───── Records for this exercise

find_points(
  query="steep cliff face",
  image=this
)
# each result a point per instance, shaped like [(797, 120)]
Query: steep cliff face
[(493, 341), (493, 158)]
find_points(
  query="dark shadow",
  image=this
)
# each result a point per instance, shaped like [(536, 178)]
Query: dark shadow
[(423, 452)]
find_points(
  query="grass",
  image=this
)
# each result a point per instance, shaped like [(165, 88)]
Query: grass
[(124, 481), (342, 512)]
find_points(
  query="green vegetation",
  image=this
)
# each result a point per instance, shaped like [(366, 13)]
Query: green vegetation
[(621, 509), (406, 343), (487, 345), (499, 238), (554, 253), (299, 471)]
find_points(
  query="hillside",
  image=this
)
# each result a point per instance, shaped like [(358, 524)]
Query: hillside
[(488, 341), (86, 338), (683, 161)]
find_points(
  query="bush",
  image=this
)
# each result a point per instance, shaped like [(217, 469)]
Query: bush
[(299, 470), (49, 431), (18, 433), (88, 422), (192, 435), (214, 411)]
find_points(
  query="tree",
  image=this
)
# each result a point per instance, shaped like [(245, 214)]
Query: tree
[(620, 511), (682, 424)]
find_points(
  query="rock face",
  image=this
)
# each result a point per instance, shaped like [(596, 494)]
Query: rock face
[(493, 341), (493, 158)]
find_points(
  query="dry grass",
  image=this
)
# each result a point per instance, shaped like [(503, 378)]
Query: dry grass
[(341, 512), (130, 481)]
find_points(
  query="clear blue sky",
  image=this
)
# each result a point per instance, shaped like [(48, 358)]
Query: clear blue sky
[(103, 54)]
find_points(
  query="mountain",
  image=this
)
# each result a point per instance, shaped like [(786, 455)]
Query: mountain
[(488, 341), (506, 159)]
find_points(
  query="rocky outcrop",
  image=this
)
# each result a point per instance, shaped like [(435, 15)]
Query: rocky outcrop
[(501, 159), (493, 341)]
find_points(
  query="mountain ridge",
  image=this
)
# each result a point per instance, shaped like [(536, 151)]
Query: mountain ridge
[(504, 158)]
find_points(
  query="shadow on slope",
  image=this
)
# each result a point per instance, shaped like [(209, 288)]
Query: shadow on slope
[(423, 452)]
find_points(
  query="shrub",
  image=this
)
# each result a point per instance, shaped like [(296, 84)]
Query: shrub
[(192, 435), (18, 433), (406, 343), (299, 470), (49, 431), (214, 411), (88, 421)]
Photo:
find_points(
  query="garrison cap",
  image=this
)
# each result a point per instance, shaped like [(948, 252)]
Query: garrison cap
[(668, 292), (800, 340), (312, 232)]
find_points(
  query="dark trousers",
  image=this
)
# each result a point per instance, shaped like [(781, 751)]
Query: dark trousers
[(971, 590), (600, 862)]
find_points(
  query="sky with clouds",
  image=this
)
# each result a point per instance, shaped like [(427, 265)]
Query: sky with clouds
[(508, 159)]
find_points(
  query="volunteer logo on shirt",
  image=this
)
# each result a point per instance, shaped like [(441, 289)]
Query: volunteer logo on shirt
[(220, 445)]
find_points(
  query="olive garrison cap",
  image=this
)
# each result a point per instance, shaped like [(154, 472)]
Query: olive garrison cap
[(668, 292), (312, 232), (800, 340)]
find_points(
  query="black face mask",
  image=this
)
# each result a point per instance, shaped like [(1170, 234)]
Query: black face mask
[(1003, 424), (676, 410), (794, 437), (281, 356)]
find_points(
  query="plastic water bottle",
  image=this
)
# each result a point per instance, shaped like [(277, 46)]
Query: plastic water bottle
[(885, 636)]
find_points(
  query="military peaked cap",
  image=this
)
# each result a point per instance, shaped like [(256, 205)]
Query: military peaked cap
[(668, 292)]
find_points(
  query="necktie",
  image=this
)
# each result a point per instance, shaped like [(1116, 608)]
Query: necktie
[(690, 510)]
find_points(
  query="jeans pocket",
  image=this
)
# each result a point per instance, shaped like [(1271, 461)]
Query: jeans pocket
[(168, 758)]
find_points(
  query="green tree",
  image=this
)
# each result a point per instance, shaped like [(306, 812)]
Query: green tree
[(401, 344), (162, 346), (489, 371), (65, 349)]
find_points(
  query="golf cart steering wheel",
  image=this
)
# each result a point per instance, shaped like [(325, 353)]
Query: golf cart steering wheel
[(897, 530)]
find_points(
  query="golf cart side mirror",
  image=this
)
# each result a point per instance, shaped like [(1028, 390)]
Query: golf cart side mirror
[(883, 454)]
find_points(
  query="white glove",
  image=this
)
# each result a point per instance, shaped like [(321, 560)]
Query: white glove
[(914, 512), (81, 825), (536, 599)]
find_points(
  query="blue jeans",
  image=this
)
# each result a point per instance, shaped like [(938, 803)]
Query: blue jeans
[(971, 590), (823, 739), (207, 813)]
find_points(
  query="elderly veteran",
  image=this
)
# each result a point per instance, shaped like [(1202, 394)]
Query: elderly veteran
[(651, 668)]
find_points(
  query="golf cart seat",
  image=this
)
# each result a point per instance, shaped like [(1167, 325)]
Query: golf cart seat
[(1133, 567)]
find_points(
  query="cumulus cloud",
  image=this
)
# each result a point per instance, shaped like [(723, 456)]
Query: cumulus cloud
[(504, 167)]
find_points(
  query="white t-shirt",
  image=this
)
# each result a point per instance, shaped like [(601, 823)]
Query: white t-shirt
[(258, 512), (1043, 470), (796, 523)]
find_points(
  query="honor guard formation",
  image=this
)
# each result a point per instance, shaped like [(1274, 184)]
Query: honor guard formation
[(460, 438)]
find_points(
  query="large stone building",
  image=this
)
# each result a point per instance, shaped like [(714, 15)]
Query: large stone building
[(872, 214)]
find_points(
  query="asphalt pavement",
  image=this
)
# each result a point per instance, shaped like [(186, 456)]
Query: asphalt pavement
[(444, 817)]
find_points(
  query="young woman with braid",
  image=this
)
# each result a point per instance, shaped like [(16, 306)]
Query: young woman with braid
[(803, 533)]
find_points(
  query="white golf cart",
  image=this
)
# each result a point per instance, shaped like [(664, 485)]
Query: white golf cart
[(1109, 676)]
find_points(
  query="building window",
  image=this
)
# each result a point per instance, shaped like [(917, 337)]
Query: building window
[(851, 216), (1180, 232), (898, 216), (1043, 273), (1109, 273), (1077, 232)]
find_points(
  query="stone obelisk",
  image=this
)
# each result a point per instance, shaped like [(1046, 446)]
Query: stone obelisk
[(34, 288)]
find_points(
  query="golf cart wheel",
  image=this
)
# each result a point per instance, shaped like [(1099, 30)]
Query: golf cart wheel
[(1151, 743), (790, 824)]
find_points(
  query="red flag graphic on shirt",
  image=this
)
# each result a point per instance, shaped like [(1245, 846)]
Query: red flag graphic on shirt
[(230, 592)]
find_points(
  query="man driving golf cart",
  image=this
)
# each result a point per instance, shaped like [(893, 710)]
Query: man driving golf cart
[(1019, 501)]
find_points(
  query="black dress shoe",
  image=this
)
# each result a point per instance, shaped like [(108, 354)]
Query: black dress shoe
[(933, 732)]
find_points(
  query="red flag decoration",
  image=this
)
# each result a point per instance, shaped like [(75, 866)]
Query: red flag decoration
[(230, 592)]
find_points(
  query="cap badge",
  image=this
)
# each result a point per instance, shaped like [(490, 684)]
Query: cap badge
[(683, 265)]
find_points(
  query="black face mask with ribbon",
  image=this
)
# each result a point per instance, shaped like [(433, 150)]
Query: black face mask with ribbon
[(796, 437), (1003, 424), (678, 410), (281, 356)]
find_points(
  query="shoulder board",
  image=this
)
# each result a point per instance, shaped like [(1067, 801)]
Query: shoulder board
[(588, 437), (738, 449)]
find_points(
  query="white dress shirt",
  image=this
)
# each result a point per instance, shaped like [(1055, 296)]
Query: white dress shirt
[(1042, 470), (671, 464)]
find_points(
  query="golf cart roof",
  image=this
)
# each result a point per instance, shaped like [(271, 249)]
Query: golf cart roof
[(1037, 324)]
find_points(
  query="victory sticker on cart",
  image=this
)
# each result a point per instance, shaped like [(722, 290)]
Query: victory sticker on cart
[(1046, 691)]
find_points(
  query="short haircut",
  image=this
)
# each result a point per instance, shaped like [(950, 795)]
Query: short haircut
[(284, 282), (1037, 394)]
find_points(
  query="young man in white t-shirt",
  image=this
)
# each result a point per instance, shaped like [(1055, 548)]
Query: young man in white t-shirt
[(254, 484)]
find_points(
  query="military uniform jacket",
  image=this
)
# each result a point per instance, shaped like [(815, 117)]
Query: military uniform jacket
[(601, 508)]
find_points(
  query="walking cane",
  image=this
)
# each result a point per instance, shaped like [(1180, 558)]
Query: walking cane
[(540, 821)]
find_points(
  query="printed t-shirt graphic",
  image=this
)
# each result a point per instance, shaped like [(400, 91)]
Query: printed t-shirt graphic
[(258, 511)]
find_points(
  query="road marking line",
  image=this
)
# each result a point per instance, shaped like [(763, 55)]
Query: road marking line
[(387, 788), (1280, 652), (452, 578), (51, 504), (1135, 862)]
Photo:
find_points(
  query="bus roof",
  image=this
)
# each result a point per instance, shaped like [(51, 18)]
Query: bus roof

──────────

_Task instructions_
Rewrite the rows from the beginning through the line containing "435), (214, 411)]", swapping "hillside" for "slope" and leaving everything else as it is.

_Exercise result_
find_points(
  query="steep cliff face",
  image=this
)
# each result a point per instance, shaped like [(797, 120)]
Query: steep cliff face
[(493, 341), (493, 158)]
find_points(
  query="dark shadow",
  image=this
)
# each result a point per instance, shaped like [(536, 178)]
Query: dark shadow
[(423, 452)]
find_points(
  query="grass",
  image=this
)
# each result a point per instance, shaped like [(165, 88)]
Query: grass
[(124, 481), (342, 512)]
find_points(
  query="green vegetation",
  image=this
)
# each result a point per instance, shaped like [(366, 13)]
Query: green vegetation
[(621, 509), (406, 343), (487, 345), (499, 238), (554, 253), (299, 471)]
find_points(
  query="slope",
  image=this
)
# each result a point per instance, shaped like [(358, 524)]
Query: slope
[(488, 341), (86, 338), (683, 161)]
find_points(
  query="bush",
  image=this
)
# each result a point per instance, shaped like [(217, 469)]
Query: bush
[(299, 470), (49, 431), (18, 433), (88, 422), (192, 435), (214, 411)]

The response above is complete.